Para conferir mais sobre o tema, confira abaixo o podcast gravado com a psicóloga clínica Marina Rosa. O tema é a relação da compulsão consumista e o uso do digital.
Efeitos na saúde financeira
Com o emocional abalado, pessoas com tendências compulsivas podem descontar nas compras os seus sentimentos ruins — como frustração, angustia, raiva, etc. Além de afetar sua saúde mental, o controle financeiro tende a se perder, gerando mais problemas.

Segundo a contadora e especialista em finanças Liliane Zanoncini, o estopim dos problemas pode ser causado por gatilhos sentimentais descontados nas compras. “É nessa questão que entra a parte prejudicial. A pessoa não está comprando porque precisa de algo, ela compra para se sentir bem. O problema é que, depois que faz a compra e o correio entrega a mercadoria, aquela sensação de euforia acaba, e ela precisa fazer uma nova compra para poder se sentir bem de novo”.

Para Zanoncini, a pandemia chegou fomentando problemas já existentes e que, com o tensionamento dos sentimentos humanos, acabam perdendo o controle mais rapidamente. “As pessoas pensam ‘a pandemia chegou, vai que eu morro amanhã. Vai que o amanhã não chega’. Mas o amanhã chega, né?! A maioria pensa ‘e se eu morrer amanhã’, mas não pensam ‘e se eu não morrer amanhã.’”, comenta.

O problema atual, conforme diz a especialista, está no sentimento de fim de mundo, onde as pessoas com pouco ou nenhum controle financeiro olham a crise mundial, preocupam-se com os valores guardados e decidem que aquele é o melhor momento para gastar tudo o que têm.

Para se aprofundar no assunto economia e consumo, confira nossa reportagem abaixo. Nela, o assunto é abordado mais profundamente, com mais entrevistas.
Como lidar com os gatilhos externos
Diversos eventos comerciais são populares no Brasil e no mundo. Dia das mães, dos pais, dos namorados, Páscoa, Natal e muito mais. Não são poucas as datas existentes onde o comércio se movimenta com descontos, promoções e propostas tentadoras.

Porém, há alguns anos, outro movimento internacional se estabeleceu no país: a Black Friday. Desde sua primeira edição no Brasil, em 2010, o famoso evento estadunidense reúne as melhores ofertas do ano em uma sexta-feira após o Dia de Ação de Graças. Seu objetivo é gerar promoções e fazer uma movimentação inicial para manter o comércio fomentado até o Natal.

Aqui no Brasil, esta ação acaba ocorrendo durante todo o mês de novembro, com as chamadas “Black Week” ou “Black Month”, opções tentadoras para pessoas compulsivas.

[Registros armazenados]

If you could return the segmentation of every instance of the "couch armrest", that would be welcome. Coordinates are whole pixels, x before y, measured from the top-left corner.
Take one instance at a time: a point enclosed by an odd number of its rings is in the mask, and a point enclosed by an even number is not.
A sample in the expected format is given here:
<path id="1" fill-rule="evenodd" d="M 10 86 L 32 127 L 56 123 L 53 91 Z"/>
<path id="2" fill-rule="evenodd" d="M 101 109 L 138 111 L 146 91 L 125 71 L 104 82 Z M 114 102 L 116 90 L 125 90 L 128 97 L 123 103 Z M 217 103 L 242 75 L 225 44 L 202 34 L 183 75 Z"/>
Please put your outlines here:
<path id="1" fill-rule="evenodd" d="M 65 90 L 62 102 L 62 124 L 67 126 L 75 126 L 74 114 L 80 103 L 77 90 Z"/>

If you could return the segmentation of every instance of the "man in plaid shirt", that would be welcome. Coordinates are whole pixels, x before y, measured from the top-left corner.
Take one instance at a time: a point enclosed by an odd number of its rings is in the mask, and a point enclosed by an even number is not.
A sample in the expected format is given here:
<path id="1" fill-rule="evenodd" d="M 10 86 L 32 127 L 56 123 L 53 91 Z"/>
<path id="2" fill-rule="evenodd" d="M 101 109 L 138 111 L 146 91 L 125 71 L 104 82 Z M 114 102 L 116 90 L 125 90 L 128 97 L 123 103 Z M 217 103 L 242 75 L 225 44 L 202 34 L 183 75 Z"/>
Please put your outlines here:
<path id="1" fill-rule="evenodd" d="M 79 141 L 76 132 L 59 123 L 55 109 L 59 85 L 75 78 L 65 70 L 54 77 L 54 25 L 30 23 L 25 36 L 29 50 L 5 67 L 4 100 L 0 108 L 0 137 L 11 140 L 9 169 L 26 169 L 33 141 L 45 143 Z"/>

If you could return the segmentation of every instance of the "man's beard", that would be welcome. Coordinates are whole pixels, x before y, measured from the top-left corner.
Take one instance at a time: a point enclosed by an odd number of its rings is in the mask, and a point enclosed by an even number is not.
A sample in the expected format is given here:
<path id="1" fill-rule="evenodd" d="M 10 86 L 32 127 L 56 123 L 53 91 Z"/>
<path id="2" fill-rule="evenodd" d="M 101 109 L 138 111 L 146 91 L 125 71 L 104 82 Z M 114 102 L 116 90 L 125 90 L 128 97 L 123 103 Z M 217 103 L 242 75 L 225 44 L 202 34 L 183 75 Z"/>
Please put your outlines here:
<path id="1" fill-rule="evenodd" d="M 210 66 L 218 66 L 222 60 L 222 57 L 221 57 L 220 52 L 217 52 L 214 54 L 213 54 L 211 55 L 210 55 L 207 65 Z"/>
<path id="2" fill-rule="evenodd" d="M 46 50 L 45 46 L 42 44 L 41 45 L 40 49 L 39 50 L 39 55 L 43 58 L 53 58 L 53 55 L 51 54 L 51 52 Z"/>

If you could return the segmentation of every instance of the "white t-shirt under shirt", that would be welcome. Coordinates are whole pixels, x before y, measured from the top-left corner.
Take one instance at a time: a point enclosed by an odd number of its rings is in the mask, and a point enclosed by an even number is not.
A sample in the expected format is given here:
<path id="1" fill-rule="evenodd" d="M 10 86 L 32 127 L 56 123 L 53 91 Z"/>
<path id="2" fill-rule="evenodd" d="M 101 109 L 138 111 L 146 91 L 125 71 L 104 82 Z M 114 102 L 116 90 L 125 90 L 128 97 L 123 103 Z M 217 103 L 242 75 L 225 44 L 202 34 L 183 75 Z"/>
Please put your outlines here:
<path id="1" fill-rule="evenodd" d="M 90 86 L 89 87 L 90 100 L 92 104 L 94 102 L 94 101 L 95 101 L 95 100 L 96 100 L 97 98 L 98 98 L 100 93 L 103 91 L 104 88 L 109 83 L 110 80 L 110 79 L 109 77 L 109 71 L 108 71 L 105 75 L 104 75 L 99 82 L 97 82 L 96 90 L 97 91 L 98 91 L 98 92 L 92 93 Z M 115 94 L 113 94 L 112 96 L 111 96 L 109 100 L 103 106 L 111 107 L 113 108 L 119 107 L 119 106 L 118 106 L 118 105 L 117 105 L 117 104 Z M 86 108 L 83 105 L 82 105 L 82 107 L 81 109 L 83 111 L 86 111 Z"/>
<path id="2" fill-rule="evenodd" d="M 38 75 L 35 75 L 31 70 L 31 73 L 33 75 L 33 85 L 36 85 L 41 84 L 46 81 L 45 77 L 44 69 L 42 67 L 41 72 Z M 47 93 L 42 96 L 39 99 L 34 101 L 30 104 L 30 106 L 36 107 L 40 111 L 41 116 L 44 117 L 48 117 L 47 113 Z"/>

• **TAREFA 1**
Transcreva do texto sobre compulsão consumista o trecho que vai de "Porém, há alguns" até "para pessoas compulsivas.".
• **TAREFA 2**
Segundo o texto sobre compulsão consumista, em que ano a Black Friday teve sua primeira edição no Brasil?
• **TAREFA 3**
Dê continuidade ao texto sobre compulsão consumista a partir do ponto em que ele termina.

• **RESPOSTA 1**
Porém, há alguns anos, outro movimento internacional se estabeleceu no país: a Black Friday. Desde sua primeira edição no Brasil, em 2010, o famoso evento estadunidense reúne as melhores ofertas do ano em uma sexta-feira após o Dia de Ação de Graças. Seu objetivo é gerar promoções e fazer uma movimentação inicial para manter o comércio fomentado até o Natal.

Aqui no Brasil, esta ação acaba ocorrendo durante todo o mês de novembro, com as chamadas “Black Week” ou “Black Month”, opções tentadoras para pessoas compulsivas.

• **RESPOSTA 2**
Em 2010.

• **RESPOSTA 3**
Foto: Unsplash, 2021
Segundo Zanoncini, o mercado comercial usa uma ferramenta chamada “marketing de escassez”, o qual conta com uma ideia de urgência para vender mais. Sua característica é simples: são divulgadas diversas promoções com slogans como “apenas hoje”, para queimar estoque” e afins. “Muitas pessoas, nesse impulso, acabam comprando e, depois que chega, nem sempre é algo que ela quer ou que vai usar.”, diz ela.

Porém, o problema não está no evento em si, mas no descontrole. A proposta, quando bem aproveitada, pode ser útil na hora de conquistar bons descontos e excelentes formas de pagamento, que resultam em uma economia significativa. Para isso, a especialista dá a dica: tenha uma organização prévia.

“Não chegue na última semana de novembro para ver o que está em promoção e comprar parcelado por todo o próximo ano”, afirma. A dica é estudar e conhecer os produtos desejados, procurando por aqueles que costuma comprar durante os outros 11 meses do ano. “Por exemplo, meu filho sempre usa essa fralda X. Na Black Friday, eu consigo saber o preço delas e também sei se aquele anúncio da é desconto mesmo ou enganação.”, indica.

Outra dica da especialista é evitar as tentações. Segundo ela, se a pessoa sabe da sua situação emocional, o ideal é passar longe dos sites e comércios que estarão com promoções. Desta forma, você consegue evitar a “espiadinha perigosa”, como a economista chama as visitas aos portais e lojas por curiosidade.

Porém, se a tentação de compra for grande, aproveite com sabedoria. “O ideal, para economizar, é fazer uma lista do que precisa, do que usa, de como você pode poupar. Com base nessa lista, use buscadores com histórico de preços para saber o histórico para ver quanto é o preço mais baixo, para comparar durante as promoções e fazer um bom negócio”, conclui.